### What this exercise asks
1: Answer these from the piece on chemotherapy protocol:
(a) On the bike ride, what did the front wheel slip into?
(b) Instead of hands-on physical assessment, what was done for Ed in the last weeks of his life?
(c) What was the oncologist waiting for before he would discuss matters?
2: Using the piece on chemotherapy protocol, explain in one to three sentences why the writer asked more and more often for help and guidance toward the end.

(Beginning of Extract to read)

Chemo’s Side Effect #2: the Trolley Tracks of Protocol

Worse than the fear of infection is the way a drug regimen encourages everyone to hand the whole treatment plan over to a calendar. Looking back, I’m reminded of the time I biked across a trolley track at too shallow an angle: my front wheel slipped into the groove, and suddenly the track took over the steering.

Because of the four-chemos-then-scans protocol, no one actually did any hands-on physical assessment of Ed’s condition in the last weeks of his life–just blood workups and labs. No one but us weighed him, or had any useful responses when I reported how his weight was plummeting. We, not the professionals, noticed his thrush and pressure sores, which no one had reminded us to watch out for.

The doctors and nurses never directly assessed the growth of the palpable and ultimately visible tumors, which would have told them without waiting for the scans that chemo was not stopping the growth of the bone cancer or the lymph cancer.

In short, the fact that we were doing chemotherapy acted as an excuse for withdrawing from more personal forms of doctoring.

Towards the end, I asked more and more often for help and guidance. I did not have the expertise to interpret Ed’s symptoms or predict how much longer he had, nor did it make sense to tell him my uninformed fears. I needed the voice of experience to explain to both of us what was taking place and what we could expect. But the oncologist stuck to the schedule: he was waiting for the results of the follow-up scans; after that, at our routine post-scan evaluative appointment, he would discuss matters with us.

We did not go to that evaluation. That evening, Ed kept a different appointment.

(End of Extract to read)
(Beginning of Exercise data)

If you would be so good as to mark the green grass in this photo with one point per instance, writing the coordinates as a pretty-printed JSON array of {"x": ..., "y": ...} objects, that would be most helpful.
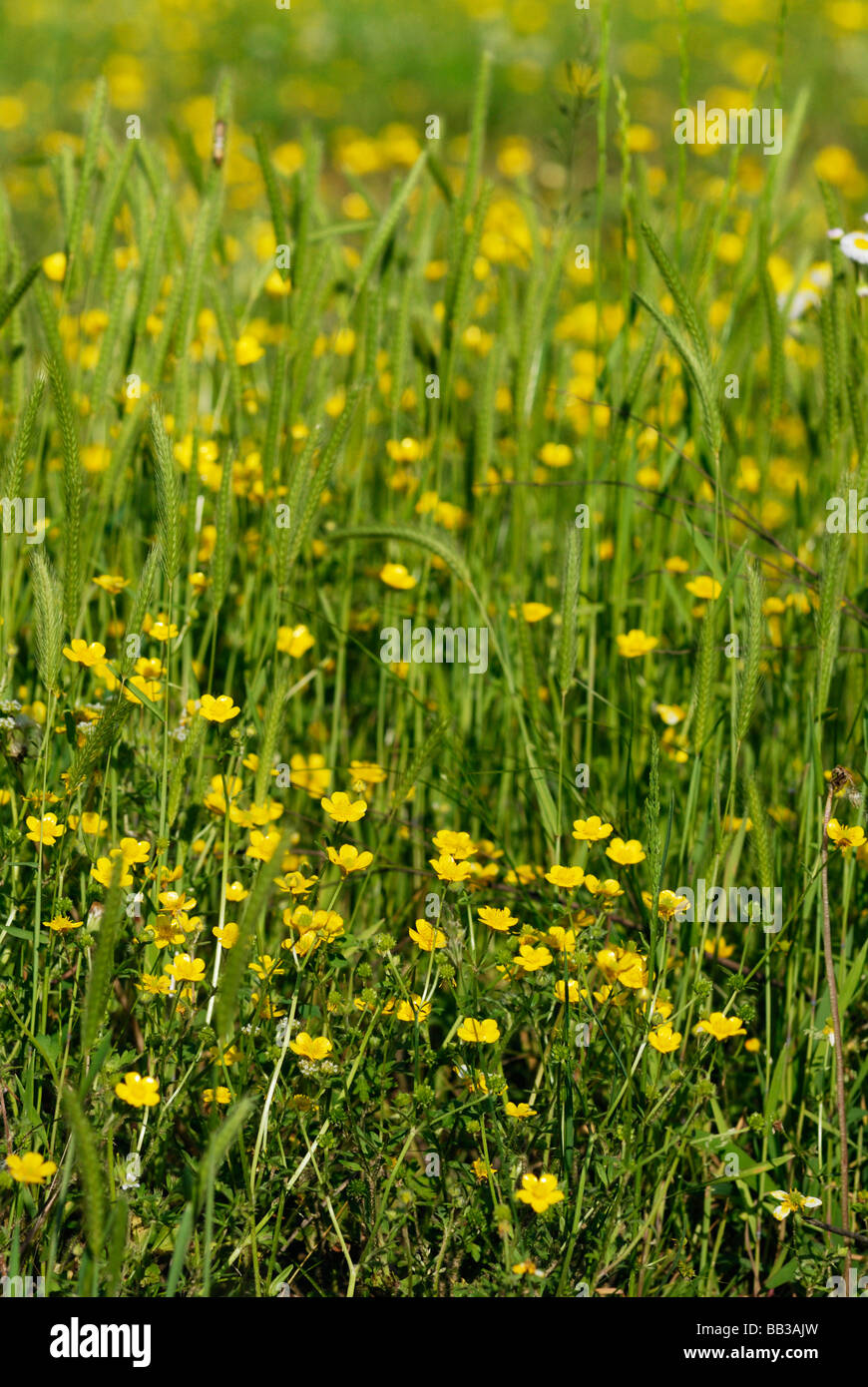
[{"x": 248, "y": 461}]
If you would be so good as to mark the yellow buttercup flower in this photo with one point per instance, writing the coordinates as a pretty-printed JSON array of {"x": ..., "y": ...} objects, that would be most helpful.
[
  {"x": 248, "y": 349},
  {"x": 84, "y": 654},
  {"x": 217, "y": 708},
  {"x": 342, "y": 809},
  {"x": 395, "y": 576},
  {"x": 704, "y": 587},
  {"x": 566, "y": 877},
  {"x": 520, "y": 1110},
  {"x": 45, "y": 829},
  {"x": 31, "y": 1168},
  {"x": 636, "y": 643},
  {"x": 790, "y": 1201},
  {"x": 54, "y": 266},
  {"x": 721, "y": 1027},
  {"x": 139, "y": 1091},
  {"x": 845, "y": 838},
  {"x": 448, "y": 870},
  {"x": 186, "y": 968},
  {"x": 531, "y": 959},
  {"x": 540, "y": 1191},
  {"x": 626, "y": 853},
  {"x": 309, "y": 1048},
  {"x": 591, "y": 829},
  {"x": 664, "y": 1039},
  {"x": 481, "y": 1032},
  {"x": 497, "y": 918}
]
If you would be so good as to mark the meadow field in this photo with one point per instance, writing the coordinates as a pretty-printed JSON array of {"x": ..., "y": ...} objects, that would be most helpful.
[{"x": 433, "y": 632}]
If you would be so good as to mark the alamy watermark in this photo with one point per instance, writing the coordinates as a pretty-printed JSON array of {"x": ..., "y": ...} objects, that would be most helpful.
[
  {"x": 740, "y": 127},
  {"x": 22, "y": 1287},
  {"x": 444, "y": 644},
  {"x": 18, "y": 518},
  {"x": 745, "y": 904}
]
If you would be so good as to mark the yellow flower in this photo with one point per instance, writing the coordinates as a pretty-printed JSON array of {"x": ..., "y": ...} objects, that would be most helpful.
[
  {"x": 668, "y": 903},
  {"x": 448, "y": 870},
  {"x": 536, "y": 612},
  {"x": 609, "y": 888},
  {"x": 366, "y": 772},
  {"x": 531, "y": 959},
  {"x": 497, "y": 918},
  {"x": 481, "y": 1032},
  {"x": 226, "y": 935},
  {"x": 664, "y": 1039},
  {"x": 626, "y": 853},
  {"x": 54, "y": 266},
  {"x": 839, "y": 835},
  {"x": 262, "y": 846},
  {"x": 413, "y": 1010},
  {"x": 113, "y": 583},
  {"x": 591, "y": 829},
  {"x": 294, "y": 640},
  {"x": 721, "y": 1027},
  {"x": 153, "y": 986},
  {"x": 427, "y": 936},
  {"x": 248, "y": 349},
  {"x": 186, "y": 968},
  {"x": 309, "y": 1048},
  {"x": 636, "y": 643},
  {"x": 84, "y": 654},
  {"x": 704, "y": 587},
  {"x": 349, "y": 859},
  {"x": 342, "y": 809},
  {"x": 31, "y": 1168},
  {"x": 540, "y": 1191},
  {"x": 395, "y": 576},
  {"x": 793, "y": 1202},
  {"x": 45, "y": 829},
  {"x": 217, "y": 708},
  {"x": 141, "y": 1092},
  {"x": 568, "y": 877},
  {"x": 63, "y": 923},
  {"x": 135, "y": 850}
]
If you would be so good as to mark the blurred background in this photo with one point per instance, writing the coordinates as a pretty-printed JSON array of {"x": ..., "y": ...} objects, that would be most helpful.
[{"x": 367, "y": 72}]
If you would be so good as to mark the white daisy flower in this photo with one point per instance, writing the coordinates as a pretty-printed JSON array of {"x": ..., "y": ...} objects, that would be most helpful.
[{"x": 854, "y": 245}]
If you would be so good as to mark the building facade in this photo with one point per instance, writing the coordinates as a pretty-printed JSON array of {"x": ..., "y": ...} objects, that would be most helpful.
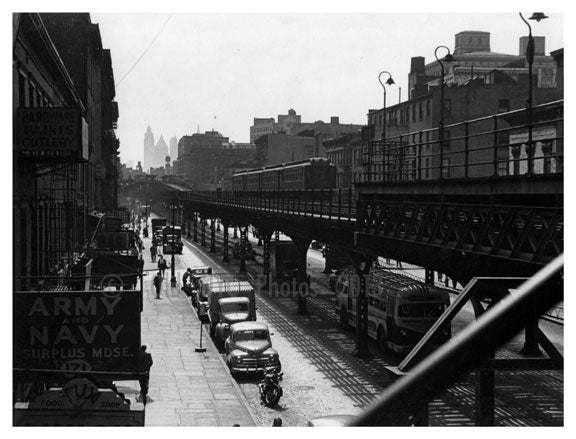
[
  {"x": 149, "y": 145},
  {"x": 63, "y": 83},
  {"x": 412, "y": 126},
  {"x": 202, "y": 158}
]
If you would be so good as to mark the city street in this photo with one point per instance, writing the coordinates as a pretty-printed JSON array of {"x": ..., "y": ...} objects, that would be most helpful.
[
  {"x": 321, "y": 377},
  {"x": 409, "y": 268}
]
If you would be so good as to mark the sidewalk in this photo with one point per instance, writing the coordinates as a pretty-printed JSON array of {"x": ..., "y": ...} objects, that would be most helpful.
[{"x": 187, "y": 388}]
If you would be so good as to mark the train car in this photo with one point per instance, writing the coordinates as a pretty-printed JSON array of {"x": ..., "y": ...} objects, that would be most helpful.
[
  {"x": 252, "y": 180},
  {"x": 239, "y": 181},
  {"x": 313, "y": 173},
  {"x": 400, "y": 310}
]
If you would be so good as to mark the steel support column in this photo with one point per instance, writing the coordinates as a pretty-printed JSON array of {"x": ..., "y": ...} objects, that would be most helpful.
[
  {"x": 429, "y": 276},
  {"x": 266, "y": 237},
  {"x": 203, "y": 231},
  {"x": 531, "y": 348},
  {"x": 212, "y": 235},
  {"x": 362, "y": 266},
  {"x": 327, "y": 267},
  {"x": 302, "y": 285},
  {"x": 225, "y": 257},
  {"x": 243, "y": 242},
  {"x": 484, "y": 403}
]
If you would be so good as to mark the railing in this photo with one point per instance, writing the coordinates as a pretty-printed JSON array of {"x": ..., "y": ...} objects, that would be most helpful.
[
  {"x": 491, "y": 146},
  {"x": 332, "y": 204},
  {"x": 534, "y": 234},
  {"x": 403, "y": 401}
]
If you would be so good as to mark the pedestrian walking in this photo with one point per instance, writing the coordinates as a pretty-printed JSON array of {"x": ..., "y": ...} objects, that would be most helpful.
[
  {"x": 186, "y": 276},
  {"x": 157, "y": 281},
  {"x": 162, "y": 265},
  {"x": 140, "y": 269},
  {"x": 145, "y": 360}
]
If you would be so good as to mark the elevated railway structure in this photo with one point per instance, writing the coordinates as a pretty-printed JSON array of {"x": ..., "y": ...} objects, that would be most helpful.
[{"x": 482, "y": 203}]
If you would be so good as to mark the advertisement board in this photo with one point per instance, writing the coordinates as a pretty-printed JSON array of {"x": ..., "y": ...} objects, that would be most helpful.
[
  {"x": 93, "y": 330},
  {"x": 51, "y": 132}
]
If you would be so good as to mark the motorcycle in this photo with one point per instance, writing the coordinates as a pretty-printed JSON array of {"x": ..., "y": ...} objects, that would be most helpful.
[{"x": 269, "y": 387}]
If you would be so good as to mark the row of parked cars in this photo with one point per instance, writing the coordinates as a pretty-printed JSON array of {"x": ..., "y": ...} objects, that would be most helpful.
[{"x": 228, "y": 304}]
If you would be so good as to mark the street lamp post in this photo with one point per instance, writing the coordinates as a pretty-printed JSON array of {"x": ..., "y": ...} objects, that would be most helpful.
[
  {"x": 447, "y": 58},
  {"x": 389, "y": 81},
  {"x": 173, "y": 282},
  {"x": 530, "y": 60}
]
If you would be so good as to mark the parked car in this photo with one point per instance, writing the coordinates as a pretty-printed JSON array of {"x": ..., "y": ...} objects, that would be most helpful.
[{"x": 248, "y": 348}]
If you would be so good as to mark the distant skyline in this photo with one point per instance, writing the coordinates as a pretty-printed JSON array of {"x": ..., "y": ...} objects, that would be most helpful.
[{"x": 220, "y": 71}]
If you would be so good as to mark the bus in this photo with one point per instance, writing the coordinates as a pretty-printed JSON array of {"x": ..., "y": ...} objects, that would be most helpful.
[{"x": 400, "y": 310}]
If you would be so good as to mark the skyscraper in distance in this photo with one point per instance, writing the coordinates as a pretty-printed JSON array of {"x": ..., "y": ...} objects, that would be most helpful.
[{"x": 148, "y": 149}]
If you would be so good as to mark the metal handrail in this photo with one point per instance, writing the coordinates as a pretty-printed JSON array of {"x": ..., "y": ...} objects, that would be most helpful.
[{"x": 401, "y": 402}]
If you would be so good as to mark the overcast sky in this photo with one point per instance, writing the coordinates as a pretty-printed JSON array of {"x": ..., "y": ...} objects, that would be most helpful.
[
  {"x": 182, "y": 72},
  {"x": 219, "y": 71}
]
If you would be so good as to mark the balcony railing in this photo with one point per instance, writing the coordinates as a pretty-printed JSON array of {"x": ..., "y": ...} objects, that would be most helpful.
[{"x": 491, "y": 146}]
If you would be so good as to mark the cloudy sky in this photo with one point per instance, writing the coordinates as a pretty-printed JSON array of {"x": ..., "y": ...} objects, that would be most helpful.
[{"x": 183, "y": 72}]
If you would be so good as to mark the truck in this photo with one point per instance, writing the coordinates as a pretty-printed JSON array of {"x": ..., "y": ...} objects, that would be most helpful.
[
  {"x": 284, "y": 264},
  {"x": 172, "y": 240},
  {"x": 229, "y": 302},
  {"x": 157, "y": 225}
]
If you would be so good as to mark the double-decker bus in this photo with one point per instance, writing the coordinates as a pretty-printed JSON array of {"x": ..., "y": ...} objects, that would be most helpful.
[{"x": 400, "y": 310}]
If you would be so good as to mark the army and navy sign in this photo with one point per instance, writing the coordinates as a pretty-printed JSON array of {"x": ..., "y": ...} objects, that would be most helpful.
[{"x": 93, "y": 330}]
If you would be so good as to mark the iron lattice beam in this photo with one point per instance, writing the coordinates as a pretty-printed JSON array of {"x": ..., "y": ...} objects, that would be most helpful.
[{"x": 531, "y": 235}]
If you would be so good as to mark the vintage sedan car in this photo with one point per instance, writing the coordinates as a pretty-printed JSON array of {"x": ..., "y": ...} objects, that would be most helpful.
[{"x": 248, "y": 348}]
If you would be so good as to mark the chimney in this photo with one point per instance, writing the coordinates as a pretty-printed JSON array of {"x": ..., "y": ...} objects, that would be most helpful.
[
  {"x": 539, "y": 46},
  {"x": 417, "y": 64}
]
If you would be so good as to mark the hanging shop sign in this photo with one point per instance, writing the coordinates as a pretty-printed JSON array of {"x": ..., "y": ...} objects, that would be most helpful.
[{"x": 52, "y": 133}]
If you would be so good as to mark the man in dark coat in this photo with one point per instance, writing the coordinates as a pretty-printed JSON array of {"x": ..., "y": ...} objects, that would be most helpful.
[{"x": 145, "y": 365}]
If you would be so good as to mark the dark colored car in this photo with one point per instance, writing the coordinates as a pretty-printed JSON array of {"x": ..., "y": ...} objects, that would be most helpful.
[{"x": 248, "y": 348}]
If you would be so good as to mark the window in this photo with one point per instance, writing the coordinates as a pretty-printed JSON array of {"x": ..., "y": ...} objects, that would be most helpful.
[
  {"x": 503, "y": 105},
  {"x": 447, "y": 107},
  {"x": 445, "y": 168},
  {"x": 21, "y": 89},
  {"x": 31, "y": 94}
]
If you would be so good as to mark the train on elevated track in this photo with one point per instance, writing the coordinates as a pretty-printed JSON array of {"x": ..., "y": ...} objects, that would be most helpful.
[{"x": 313, "y": 173}]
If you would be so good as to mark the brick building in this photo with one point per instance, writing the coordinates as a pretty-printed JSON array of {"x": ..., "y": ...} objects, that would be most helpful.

(End of Exercise data)

### Task responses
1:
(a) The groove of the trolley track.
(b) Blood workups and labs.
(c) The results of the follow-up scans.

2: The writer lacked the expertise to interpret Ed's symptoms or to predict how much longer he had, and it made no sense to tell him those uninformed fears. The writer needed an experienced voice to explain to both of them what was happening and what they could expect.